If a line in the data has the string "curtain", please show it.

─── RECORD SET

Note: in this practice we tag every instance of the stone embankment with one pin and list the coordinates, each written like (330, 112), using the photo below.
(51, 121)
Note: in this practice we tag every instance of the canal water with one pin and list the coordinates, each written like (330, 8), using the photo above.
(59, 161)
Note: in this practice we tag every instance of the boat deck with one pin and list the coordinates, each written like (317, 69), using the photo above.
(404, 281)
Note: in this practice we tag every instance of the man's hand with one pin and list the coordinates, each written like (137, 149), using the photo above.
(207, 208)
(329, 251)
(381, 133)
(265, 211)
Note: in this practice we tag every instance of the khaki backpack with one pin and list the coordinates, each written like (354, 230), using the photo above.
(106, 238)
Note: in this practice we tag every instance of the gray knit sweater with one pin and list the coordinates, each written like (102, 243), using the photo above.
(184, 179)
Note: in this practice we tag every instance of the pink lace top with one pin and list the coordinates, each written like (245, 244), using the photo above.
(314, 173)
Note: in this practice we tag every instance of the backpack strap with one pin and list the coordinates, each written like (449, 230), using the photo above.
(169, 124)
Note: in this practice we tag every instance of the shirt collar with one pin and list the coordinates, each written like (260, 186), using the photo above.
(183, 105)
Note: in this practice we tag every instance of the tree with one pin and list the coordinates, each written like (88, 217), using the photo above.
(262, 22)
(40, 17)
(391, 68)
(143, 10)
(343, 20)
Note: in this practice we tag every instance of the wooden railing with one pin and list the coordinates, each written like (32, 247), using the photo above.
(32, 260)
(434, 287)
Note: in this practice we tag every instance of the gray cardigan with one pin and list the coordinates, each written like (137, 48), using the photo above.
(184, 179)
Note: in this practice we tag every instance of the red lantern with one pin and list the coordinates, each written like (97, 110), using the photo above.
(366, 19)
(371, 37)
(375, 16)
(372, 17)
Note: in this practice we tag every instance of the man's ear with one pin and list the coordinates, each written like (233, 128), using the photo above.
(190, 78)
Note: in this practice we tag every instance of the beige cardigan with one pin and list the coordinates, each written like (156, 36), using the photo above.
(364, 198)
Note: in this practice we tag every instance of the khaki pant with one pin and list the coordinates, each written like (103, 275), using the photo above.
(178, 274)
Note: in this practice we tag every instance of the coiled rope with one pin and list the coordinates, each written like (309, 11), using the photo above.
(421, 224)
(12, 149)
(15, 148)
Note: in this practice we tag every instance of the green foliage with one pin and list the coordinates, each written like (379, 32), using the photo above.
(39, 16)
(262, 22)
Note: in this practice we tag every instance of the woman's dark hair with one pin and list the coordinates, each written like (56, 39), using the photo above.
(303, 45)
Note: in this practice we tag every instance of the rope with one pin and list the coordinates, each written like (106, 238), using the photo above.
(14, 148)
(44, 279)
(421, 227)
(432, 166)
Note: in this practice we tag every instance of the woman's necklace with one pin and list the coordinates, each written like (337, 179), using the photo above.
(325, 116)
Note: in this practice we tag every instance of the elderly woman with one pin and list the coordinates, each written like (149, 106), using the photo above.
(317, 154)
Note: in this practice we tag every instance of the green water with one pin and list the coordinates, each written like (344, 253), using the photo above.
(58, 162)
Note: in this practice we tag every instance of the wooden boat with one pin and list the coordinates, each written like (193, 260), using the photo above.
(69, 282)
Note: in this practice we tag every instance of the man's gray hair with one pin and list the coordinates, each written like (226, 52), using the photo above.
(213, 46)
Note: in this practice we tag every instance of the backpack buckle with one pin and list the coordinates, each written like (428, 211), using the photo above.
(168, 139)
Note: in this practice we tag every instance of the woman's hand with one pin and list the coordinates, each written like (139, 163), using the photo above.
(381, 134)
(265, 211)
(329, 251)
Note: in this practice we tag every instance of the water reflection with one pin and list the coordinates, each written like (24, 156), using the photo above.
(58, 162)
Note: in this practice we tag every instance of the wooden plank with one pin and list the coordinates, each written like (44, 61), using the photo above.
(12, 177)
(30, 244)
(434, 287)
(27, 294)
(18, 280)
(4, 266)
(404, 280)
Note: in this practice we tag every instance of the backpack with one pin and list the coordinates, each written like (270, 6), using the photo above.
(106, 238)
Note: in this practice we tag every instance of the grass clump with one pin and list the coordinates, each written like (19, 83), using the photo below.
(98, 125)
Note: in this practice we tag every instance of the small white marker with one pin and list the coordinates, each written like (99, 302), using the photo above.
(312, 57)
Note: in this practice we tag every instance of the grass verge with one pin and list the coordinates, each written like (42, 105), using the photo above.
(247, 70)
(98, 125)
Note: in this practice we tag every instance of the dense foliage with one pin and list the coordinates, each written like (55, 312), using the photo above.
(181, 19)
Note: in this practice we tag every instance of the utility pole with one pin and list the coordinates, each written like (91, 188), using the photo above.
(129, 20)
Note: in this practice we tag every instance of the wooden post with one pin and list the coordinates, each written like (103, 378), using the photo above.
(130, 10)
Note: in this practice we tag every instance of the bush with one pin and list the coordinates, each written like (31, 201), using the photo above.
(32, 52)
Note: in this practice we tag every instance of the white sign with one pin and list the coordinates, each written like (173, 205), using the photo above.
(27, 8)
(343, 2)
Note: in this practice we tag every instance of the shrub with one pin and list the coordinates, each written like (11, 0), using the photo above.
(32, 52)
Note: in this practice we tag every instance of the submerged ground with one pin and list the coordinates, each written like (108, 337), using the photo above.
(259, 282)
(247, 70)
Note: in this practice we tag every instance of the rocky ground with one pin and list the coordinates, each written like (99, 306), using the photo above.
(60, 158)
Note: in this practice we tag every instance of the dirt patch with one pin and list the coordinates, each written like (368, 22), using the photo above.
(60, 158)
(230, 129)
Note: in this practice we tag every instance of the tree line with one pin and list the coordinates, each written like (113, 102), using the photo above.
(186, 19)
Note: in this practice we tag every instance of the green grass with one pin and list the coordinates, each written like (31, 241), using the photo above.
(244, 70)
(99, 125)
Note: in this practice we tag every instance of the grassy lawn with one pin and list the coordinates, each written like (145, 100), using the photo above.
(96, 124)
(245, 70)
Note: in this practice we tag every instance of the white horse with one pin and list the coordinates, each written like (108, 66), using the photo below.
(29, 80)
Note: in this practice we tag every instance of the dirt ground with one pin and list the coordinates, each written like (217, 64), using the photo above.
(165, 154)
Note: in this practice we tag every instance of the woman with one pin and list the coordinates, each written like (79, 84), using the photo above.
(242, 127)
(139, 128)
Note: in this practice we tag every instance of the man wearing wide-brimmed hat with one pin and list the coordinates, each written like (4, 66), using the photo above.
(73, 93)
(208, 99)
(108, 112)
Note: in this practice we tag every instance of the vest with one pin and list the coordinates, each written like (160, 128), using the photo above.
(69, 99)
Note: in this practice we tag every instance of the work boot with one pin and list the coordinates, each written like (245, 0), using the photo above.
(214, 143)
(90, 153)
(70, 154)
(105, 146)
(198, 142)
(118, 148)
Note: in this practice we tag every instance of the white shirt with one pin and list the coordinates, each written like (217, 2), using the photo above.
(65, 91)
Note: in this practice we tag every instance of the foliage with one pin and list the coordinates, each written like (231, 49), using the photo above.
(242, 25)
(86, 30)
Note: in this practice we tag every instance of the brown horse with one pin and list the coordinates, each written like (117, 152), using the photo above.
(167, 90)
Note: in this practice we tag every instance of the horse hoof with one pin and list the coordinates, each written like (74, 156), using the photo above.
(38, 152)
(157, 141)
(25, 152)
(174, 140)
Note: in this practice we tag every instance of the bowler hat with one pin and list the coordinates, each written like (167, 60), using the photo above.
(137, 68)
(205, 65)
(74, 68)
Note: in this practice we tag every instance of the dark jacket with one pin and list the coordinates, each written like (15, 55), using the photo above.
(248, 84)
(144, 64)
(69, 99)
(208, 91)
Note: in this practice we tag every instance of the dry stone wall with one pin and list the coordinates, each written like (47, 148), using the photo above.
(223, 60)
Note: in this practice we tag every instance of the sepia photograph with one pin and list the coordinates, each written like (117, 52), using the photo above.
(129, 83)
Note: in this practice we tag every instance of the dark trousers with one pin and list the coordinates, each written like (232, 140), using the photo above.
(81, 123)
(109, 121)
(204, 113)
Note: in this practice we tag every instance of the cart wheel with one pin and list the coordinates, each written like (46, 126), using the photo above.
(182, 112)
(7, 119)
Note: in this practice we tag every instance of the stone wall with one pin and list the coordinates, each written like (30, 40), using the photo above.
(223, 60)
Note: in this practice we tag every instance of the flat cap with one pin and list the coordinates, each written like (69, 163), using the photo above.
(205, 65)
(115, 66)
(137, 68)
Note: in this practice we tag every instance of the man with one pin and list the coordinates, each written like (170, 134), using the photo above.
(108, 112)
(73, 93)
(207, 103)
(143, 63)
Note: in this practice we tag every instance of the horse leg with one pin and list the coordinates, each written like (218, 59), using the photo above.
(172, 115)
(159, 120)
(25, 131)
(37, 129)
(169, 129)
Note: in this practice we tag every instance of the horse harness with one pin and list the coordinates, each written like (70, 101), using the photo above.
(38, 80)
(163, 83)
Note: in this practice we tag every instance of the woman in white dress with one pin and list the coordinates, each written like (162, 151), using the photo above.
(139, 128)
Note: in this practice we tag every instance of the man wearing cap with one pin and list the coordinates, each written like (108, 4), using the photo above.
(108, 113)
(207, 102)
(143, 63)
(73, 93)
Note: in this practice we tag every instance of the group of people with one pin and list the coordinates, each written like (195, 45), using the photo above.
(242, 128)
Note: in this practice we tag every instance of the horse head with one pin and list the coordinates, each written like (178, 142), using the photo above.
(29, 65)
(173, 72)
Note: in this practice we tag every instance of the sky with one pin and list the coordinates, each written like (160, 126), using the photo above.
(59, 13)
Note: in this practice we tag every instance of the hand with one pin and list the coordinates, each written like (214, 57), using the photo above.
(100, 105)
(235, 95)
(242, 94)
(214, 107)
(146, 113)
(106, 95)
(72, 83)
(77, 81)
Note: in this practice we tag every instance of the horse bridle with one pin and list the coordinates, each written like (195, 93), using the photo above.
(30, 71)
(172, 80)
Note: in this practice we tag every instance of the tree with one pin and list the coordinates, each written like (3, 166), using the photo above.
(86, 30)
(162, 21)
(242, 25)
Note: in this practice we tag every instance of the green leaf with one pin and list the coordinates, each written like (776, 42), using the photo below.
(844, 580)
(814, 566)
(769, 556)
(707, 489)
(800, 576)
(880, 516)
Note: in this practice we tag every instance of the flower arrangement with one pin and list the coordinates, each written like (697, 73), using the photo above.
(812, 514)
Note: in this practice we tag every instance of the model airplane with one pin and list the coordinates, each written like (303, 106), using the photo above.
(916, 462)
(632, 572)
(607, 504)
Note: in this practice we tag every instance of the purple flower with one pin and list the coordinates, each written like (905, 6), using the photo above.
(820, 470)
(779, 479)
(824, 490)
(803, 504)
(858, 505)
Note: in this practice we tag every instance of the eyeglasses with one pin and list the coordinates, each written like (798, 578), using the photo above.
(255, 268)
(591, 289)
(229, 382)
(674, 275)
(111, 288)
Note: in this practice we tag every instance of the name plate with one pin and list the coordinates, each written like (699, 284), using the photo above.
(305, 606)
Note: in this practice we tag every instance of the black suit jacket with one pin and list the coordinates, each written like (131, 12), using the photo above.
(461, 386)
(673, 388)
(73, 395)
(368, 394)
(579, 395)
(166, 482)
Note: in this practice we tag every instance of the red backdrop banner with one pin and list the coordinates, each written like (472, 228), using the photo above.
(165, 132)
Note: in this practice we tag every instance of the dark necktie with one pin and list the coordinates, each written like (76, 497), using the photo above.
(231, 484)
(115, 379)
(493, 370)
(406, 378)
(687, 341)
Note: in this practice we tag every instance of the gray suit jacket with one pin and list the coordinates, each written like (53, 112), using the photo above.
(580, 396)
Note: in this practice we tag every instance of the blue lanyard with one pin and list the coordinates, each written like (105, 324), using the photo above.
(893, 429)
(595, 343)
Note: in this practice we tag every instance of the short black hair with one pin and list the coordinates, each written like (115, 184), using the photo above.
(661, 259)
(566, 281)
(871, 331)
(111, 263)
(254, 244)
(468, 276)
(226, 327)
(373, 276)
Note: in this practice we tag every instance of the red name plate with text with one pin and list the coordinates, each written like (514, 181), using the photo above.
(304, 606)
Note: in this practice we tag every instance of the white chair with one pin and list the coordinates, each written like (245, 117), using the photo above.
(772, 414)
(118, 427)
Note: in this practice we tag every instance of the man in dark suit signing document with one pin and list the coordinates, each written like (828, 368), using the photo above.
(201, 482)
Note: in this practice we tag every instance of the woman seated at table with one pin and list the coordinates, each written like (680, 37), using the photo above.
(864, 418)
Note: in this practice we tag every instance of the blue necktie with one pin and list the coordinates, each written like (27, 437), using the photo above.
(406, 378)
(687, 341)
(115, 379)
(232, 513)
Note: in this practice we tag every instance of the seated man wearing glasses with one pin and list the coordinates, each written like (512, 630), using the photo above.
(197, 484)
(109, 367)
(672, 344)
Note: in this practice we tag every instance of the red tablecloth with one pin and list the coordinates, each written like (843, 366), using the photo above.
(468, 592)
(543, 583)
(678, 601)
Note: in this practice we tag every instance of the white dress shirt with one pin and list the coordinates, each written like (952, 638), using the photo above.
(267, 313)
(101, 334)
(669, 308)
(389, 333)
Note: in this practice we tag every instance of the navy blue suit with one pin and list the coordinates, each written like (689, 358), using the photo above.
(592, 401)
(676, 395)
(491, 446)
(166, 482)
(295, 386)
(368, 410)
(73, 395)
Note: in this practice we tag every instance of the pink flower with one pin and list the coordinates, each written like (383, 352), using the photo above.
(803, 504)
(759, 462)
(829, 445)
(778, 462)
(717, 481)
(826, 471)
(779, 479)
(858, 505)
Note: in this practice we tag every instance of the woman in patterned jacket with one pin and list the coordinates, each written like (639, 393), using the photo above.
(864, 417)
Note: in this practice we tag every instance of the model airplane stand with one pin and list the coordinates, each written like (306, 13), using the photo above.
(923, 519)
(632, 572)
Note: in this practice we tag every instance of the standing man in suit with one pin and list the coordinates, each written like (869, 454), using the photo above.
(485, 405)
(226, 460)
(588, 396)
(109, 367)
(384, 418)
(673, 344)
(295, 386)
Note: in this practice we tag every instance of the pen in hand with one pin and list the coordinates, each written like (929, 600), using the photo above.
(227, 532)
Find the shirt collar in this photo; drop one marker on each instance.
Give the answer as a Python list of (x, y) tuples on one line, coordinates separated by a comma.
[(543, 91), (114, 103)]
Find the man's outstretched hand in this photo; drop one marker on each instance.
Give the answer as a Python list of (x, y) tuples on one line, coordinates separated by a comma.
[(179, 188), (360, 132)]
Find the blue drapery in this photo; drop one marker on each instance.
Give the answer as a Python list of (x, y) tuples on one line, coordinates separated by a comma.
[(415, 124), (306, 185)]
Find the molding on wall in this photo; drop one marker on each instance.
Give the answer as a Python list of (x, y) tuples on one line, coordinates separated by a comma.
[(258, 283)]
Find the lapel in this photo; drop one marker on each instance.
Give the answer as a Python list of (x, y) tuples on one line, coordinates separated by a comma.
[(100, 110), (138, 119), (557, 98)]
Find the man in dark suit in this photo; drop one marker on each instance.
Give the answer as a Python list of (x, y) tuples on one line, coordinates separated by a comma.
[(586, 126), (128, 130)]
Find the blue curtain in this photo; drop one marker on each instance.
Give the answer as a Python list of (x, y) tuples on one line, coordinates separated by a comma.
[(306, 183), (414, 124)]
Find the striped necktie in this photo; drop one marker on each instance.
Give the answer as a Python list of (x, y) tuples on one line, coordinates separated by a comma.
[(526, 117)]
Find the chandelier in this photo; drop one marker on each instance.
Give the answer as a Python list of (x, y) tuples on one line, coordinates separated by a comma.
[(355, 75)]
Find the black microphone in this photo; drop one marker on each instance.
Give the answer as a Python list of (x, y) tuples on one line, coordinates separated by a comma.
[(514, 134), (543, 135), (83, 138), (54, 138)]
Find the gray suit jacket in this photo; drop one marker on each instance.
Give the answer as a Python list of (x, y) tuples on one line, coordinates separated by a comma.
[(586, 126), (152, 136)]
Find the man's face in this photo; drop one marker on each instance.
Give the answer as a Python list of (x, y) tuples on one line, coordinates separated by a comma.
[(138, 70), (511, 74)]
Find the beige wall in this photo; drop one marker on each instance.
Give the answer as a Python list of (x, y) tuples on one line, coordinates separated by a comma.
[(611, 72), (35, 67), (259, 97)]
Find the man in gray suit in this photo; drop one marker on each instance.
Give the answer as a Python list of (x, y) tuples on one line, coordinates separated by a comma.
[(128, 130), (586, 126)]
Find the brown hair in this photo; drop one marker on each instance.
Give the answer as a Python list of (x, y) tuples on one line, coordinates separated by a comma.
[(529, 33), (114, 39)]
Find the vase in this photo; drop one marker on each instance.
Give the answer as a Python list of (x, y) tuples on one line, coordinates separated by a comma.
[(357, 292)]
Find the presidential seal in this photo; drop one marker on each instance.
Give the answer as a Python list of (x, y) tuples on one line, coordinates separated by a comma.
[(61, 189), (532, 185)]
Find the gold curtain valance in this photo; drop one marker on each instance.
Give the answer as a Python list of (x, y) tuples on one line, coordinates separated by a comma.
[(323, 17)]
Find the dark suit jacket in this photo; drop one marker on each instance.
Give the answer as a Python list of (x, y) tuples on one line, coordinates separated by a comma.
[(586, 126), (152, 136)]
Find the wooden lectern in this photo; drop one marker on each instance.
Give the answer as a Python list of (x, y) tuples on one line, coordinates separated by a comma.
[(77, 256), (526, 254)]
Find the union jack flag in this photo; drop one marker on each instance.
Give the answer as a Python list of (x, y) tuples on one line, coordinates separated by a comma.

──────

→ **ANSWER FOR THIS EXERCISE**
Find the blue curtain in this photo; drop one marker on each instance.
Find the gold curtain valance in this photo; drop one marker on each instance.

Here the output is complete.